> _YOUR TASK_:
Replace "mountain peak" with "summit" in the material, starting with the line that contains "Task: Where can the snow on" and going on through the line that contains "x=493, y=176". Write out only those lines again, with nothing else changed.

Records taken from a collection

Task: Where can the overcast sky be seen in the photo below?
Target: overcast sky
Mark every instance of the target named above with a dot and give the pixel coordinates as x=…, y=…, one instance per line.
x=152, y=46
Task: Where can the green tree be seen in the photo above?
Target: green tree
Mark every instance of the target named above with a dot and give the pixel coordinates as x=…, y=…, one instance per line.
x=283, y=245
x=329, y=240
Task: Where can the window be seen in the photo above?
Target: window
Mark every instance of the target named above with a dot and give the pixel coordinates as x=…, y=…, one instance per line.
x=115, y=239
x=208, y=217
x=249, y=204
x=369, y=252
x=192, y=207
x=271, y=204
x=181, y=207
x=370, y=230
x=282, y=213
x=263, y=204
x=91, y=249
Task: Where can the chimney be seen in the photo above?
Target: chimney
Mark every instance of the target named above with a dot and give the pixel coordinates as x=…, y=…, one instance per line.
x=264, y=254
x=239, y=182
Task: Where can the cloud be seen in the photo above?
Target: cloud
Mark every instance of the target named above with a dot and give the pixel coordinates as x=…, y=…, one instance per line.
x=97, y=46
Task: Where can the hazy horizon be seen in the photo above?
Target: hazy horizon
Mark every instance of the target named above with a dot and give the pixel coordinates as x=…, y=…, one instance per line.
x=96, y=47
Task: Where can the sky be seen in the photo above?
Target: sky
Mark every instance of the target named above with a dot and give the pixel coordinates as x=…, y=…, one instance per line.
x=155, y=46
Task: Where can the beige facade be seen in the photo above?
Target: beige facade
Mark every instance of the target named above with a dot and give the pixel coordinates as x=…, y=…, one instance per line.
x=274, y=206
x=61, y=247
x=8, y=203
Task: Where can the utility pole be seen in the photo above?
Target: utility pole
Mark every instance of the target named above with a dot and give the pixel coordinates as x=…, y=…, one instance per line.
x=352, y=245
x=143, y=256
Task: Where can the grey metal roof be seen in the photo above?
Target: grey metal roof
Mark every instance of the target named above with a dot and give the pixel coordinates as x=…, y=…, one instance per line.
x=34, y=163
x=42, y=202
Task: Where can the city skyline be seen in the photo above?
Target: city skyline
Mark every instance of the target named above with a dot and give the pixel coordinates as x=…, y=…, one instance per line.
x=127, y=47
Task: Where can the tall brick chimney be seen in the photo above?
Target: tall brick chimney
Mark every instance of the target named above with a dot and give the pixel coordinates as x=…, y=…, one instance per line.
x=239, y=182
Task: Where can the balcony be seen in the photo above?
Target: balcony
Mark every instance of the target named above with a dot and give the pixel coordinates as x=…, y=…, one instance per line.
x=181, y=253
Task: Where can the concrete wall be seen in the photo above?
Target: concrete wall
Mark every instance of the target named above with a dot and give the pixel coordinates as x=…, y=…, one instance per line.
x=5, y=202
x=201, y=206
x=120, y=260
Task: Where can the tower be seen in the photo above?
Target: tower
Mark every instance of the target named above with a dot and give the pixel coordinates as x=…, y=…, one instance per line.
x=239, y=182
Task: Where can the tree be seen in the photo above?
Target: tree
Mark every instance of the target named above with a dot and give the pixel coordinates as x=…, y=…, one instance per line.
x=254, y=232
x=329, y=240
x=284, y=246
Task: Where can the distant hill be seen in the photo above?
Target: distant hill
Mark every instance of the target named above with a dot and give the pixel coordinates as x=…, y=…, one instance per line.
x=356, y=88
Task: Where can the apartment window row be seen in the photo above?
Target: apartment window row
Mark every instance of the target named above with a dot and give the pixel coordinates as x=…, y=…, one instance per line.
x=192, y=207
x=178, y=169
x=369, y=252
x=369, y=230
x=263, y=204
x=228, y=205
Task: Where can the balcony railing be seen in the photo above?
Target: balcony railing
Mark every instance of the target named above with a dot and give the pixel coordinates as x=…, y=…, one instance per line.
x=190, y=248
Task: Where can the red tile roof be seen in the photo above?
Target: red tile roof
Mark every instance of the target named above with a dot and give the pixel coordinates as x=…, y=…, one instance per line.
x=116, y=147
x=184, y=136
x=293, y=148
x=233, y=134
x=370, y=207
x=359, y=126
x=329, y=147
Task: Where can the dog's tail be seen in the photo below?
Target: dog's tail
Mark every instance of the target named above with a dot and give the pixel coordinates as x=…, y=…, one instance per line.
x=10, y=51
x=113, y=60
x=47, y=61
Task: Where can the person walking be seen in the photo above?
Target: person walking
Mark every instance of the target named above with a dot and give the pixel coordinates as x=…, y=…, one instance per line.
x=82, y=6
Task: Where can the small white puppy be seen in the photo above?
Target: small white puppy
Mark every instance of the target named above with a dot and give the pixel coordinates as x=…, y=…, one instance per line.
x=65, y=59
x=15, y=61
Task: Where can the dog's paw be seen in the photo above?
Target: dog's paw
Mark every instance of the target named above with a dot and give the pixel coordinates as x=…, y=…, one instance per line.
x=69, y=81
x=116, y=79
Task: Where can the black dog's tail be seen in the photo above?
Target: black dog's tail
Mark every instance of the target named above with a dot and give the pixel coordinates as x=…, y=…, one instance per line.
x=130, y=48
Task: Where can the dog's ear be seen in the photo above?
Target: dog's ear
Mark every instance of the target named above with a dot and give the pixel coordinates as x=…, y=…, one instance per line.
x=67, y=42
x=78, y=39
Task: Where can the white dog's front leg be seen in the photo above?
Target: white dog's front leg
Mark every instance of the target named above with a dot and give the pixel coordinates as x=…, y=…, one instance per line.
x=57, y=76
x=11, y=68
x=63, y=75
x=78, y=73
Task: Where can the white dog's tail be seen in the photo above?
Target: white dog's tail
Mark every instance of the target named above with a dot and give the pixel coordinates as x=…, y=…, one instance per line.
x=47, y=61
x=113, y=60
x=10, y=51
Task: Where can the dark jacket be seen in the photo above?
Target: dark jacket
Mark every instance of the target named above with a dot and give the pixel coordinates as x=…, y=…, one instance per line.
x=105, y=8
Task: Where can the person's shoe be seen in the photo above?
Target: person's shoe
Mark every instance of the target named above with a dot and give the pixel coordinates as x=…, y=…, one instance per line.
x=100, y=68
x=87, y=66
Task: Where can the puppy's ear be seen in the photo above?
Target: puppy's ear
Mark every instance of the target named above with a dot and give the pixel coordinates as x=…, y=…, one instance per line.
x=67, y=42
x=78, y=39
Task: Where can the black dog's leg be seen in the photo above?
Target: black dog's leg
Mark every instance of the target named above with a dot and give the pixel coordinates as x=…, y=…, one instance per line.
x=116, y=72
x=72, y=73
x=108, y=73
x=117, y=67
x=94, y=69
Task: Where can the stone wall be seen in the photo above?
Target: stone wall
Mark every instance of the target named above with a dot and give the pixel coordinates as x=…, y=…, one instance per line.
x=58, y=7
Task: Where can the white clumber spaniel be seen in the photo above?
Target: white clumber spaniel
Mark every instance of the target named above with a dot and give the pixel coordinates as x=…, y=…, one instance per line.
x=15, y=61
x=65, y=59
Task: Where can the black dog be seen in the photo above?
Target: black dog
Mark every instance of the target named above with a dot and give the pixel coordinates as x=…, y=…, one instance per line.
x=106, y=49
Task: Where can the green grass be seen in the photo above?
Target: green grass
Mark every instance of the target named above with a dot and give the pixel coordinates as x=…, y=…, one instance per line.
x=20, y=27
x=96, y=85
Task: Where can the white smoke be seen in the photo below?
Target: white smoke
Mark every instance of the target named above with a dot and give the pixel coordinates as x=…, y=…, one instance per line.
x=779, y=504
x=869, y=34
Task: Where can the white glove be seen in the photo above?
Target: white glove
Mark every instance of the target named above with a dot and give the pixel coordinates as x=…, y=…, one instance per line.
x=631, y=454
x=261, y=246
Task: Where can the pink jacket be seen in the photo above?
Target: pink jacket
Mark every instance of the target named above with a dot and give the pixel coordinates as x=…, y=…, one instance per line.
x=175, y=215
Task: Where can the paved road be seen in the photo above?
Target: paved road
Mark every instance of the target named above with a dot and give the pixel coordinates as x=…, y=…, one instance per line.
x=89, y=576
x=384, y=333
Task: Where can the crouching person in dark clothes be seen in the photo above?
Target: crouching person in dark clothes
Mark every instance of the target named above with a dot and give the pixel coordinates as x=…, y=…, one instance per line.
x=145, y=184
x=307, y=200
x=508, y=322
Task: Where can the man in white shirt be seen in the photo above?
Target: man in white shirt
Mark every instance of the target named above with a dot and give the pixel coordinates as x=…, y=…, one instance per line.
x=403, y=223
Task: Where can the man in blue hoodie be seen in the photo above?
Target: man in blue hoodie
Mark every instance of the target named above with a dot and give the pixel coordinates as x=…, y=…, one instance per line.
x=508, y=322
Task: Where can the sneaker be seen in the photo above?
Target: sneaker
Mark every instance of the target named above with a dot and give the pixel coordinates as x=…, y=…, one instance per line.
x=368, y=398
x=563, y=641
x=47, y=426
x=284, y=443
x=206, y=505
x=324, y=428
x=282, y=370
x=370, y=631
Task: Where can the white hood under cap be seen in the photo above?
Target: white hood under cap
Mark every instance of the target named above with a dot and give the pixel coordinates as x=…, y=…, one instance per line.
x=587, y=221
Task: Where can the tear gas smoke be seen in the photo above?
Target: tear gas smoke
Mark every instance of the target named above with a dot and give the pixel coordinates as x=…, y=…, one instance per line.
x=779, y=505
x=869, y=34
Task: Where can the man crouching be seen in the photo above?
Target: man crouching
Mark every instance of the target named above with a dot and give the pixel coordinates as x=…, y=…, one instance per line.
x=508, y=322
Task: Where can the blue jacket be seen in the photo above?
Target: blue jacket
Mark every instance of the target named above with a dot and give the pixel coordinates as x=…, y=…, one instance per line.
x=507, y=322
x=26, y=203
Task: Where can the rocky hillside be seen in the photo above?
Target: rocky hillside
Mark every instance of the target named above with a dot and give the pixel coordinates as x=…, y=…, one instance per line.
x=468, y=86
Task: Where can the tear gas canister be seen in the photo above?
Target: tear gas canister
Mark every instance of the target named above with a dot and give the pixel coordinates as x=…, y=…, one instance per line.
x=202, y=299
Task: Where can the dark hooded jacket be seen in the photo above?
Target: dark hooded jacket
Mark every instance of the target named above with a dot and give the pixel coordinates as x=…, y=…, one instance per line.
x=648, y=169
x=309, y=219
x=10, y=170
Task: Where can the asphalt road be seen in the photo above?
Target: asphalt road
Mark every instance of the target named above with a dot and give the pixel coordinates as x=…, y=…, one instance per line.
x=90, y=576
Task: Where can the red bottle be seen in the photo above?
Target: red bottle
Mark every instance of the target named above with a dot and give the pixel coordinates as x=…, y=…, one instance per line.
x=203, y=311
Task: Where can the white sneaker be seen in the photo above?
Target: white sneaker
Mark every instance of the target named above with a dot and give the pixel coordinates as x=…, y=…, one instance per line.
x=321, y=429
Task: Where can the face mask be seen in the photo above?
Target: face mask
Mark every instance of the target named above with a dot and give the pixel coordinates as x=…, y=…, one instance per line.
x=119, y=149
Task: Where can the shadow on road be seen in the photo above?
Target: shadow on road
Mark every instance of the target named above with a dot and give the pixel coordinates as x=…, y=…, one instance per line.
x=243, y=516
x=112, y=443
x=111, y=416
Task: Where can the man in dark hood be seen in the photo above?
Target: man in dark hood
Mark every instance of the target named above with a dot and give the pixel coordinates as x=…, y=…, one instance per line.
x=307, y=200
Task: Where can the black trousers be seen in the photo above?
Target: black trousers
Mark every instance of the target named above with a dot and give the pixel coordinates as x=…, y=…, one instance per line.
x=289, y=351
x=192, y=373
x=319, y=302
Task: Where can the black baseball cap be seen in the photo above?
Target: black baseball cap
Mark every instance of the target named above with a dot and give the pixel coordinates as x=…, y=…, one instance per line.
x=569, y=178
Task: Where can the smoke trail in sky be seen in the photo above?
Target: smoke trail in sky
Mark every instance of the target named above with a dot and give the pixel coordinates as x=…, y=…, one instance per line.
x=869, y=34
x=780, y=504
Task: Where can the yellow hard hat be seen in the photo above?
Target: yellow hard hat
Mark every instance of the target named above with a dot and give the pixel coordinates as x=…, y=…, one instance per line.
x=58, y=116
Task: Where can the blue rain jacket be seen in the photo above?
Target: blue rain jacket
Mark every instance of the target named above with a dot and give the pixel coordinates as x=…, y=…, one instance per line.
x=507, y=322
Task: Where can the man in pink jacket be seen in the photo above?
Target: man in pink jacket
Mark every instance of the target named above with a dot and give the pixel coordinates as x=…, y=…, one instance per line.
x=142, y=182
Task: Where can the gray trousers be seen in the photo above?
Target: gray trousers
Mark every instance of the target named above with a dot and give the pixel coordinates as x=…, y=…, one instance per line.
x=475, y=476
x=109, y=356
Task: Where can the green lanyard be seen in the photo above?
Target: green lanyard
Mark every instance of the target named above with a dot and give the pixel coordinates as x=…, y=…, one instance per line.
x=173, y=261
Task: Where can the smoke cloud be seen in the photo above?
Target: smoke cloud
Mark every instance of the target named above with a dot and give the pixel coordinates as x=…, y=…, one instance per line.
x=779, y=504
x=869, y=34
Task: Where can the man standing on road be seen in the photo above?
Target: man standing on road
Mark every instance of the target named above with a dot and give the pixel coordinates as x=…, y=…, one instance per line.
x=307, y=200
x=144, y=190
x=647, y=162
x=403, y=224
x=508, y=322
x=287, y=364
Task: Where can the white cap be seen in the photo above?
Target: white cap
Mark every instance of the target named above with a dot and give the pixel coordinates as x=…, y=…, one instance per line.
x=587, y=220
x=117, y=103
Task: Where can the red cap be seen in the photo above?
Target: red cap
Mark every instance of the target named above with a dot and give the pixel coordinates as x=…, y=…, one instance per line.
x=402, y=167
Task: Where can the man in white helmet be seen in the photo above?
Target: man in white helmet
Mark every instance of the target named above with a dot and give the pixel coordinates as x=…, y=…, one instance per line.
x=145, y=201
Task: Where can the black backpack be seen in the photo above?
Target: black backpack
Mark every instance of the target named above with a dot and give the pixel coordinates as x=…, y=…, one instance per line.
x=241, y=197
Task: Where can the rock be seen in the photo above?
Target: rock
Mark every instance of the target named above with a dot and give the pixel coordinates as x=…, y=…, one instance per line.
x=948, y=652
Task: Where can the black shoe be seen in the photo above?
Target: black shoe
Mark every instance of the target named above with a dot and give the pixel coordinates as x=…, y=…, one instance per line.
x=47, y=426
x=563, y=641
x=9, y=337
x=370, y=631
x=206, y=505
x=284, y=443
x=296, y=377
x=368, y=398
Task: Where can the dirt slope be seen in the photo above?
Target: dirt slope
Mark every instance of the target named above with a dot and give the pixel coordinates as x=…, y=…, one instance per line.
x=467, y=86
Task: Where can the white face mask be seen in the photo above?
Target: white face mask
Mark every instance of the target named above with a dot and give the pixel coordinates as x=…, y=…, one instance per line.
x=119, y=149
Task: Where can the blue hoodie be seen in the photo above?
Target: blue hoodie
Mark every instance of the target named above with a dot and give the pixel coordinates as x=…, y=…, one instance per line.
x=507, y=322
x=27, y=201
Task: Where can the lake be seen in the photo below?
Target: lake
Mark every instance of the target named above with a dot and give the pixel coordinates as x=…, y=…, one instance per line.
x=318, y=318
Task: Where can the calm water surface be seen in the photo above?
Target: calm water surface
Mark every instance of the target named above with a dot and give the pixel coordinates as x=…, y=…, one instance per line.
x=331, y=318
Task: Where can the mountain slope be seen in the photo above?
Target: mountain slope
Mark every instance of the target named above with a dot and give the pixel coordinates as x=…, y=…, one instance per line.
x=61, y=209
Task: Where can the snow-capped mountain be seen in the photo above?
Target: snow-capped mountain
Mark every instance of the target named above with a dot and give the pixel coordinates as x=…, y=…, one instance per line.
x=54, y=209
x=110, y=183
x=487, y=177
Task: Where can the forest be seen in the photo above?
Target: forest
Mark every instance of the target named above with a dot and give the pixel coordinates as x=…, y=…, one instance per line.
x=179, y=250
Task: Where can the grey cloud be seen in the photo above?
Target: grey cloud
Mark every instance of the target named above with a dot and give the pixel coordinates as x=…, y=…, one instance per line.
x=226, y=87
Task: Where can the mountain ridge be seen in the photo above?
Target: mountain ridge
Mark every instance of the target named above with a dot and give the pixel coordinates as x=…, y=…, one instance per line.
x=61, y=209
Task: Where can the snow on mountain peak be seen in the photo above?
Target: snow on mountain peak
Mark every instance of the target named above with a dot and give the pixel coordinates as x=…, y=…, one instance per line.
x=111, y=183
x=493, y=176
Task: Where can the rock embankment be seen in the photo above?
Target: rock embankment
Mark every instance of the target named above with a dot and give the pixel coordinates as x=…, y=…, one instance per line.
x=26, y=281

> _CORRECT RESPONSE_:
Task: Where can the snow on summit be seen in the photo above?
Target: snow on summit
Mark every instance of the target named above with a dot and give the pixel coordinates as x=…, y=…, one instance per line.
x=111, y=183
x=493, y=176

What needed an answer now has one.